Identification of patients with carotid stenosis using natural language processing

Eur Radiol. 2020 Jul;30(7):4125-4133. doi: 10.1007/s00330-020-06721-z. Epub 2020 Feb 26.

Abstract

Purpose: The highly structured nature of medical reports makes them feasible for automated large-scale patient identification. This study aimed to develop a natural language processing (NLP) model to retrospectively retrieve patients with presence and history of carotid stenosis (CS) using their ultrasound reports.

Methods: Ultrasound reports from our institution between January 2016 and December 2017 were selected. To process the texts, we developed a parser to divide the raw text into fields. For baseline method, we used bag-of-n-grams and term frequency inverse document frequency as the features and used linear classifiers. Logistic regression was performed as the baseline model. Convolution and recurrent neural networks (CNN; RNN) with attention mechanism were applied to the dataset to improve the classification accuracy.

Results: We had 1220 ultrasound reports for training and 307 for testing, totaling to 1527 reports. For predicting history of CS, both CNN and RNN-attention models had a significantly higher specificity than logistic regression. In addition, RNN-attention also had a significantly higher F1 score and accuracy. For predicting presence of carotid stenosis, all models achieved above 93% accuracy. RNN-attention achieved a 95.4% accuracy, although the difference with logistic regression was not statistically significant. RNN-attention had a statistically significant higher specificity than logistic regression.

## WORK INSTRUCTION A
In the carotid stenosis abstract, why are medical reports considered feasible for automated large-scale patient identification? Answer in one to three sentences.
## WORK INSTRUCTION B
Transcribe the carotid stenosis abstract word for word, from "Results: We had" up to and including "significant higher specificity than logistic regression.".
The lines that follow come from a separate source.

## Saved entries
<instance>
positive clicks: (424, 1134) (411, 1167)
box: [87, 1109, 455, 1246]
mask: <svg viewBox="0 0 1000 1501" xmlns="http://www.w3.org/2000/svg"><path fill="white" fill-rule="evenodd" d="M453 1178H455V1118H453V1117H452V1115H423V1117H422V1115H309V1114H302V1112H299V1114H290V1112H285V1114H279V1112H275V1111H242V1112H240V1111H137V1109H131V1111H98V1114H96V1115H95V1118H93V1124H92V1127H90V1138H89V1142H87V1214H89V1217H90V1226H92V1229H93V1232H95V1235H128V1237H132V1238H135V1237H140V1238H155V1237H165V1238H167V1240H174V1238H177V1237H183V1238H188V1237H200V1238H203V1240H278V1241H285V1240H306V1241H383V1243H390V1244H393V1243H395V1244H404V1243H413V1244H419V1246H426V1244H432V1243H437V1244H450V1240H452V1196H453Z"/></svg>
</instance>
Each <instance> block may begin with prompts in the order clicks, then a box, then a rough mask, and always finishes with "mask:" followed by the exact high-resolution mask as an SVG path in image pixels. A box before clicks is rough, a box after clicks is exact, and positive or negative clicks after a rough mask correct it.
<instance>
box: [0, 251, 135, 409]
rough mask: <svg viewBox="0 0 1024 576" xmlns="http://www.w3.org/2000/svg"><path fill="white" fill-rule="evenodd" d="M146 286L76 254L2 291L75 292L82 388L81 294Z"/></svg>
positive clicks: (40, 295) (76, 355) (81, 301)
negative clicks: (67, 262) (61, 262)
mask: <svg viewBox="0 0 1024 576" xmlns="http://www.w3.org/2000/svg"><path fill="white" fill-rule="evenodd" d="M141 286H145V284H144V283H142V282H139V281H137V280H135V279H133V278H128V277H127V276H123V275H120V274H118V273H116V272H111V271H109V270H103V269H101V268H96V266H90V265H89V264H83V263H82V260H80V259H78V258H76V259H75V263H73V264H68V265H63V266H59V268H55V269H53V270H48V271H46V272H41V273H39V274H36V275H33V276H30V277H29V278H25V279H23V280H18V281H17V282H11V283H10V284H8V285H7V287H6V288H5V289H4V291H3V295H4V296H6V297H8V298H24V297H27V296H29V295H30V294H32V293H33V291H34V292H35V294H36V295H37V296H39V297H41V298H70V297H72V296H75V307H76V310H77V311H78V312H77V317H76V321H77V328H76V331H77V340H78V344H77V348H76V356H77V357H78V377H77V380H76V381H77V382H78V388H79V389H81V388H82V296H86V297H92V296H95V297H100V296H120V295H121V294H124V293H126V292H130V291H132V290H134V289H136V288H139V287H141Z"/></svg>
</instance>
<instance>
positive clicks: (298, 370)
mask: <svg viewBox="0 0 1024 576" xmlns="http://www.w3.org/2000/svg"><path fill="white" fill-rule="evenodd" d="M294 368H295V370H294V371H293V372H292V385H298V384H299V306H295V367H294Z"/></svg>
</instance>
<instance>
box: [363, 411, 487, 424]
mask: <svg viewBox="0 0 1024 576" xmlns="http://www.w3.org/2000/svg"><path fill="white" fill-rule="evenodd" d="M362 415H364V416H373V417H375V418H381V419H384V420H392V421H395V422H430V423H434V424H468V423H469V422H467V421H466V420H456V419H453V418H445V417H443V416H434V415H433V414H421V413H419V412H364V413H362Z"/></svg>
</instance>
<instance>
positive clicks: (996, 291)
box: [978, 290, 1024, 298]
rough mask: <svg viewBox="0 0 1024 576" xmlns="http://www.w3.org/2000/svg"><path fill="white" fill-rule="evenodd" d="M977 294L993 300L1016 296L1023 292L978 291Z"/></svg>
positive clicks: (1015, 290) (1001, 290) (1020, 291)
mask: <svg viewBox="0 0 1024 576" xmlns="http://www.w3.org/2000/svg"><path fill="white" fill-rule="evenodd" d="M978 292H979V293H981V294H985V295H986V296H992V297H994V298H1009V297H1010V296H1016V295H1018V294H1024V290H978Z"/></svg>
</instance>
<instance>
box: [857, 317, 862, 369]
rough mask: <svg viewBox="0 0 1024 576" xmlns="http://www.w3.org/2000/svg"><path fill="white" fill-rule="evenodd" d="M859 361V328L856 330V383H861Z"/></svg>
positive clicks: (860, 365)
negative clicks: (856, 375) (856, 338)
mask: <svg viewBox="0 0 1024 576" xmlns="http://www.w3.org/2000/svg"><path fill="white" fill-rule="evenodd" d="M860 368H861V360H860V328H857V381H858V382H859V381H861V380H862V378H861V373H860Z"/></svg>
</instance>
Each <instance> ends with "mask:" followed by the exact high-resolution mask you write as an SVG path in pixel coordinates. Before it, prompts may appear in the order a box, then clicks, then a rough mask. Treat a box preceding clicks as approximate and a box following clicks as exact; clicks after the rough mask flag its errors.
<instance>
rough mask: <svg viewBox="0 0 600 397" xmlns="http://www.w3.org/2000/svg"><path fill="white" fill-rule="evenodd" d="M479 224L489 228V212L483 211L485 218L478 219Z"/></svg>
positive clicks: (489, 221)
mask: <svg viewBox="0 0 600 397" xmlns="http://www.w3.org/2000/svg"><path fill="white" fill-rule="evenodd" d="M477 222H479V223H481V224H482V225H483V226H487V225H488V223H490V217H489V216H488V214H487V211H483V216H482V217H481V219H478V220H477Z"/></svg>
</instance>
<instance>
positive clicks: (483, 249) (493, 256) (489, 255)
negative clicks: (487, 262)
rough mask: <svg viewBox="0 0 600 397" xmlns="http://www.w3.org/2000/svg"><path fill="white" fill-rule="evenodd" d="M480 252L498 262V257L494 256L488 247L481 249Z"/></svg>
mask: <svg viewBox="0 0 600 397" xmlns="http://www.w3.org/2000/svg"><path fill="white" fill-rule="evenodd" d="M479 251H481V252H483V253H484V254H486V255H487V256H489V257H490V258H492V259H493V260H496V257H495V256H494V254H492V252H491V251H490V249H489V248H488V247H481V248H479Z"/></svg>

## WRITTEN ANSWER A
Medical reports are considered feasible for automated large-scale patient identification because of their highly structured nature.

## WRITTEN ANSWER B
Results: We had 1220 ultrasound reports for training and 307 for testing, totaling to 1527 reports. For predicting history of CS, both CNN and RNN-attention models had a significantly higher specificity than logistic regression. In addition, RNN-attention also had a significantly higher F1 score and accuracy. For predicting presence of carotid stenosis, all models achieved above 93% accuracy. RNN-attention achieved a 95.4% accuracy, although the difference with logistic regression was not statistically significant. RNN-attention had a statistically significant higher specificity than logistic regression.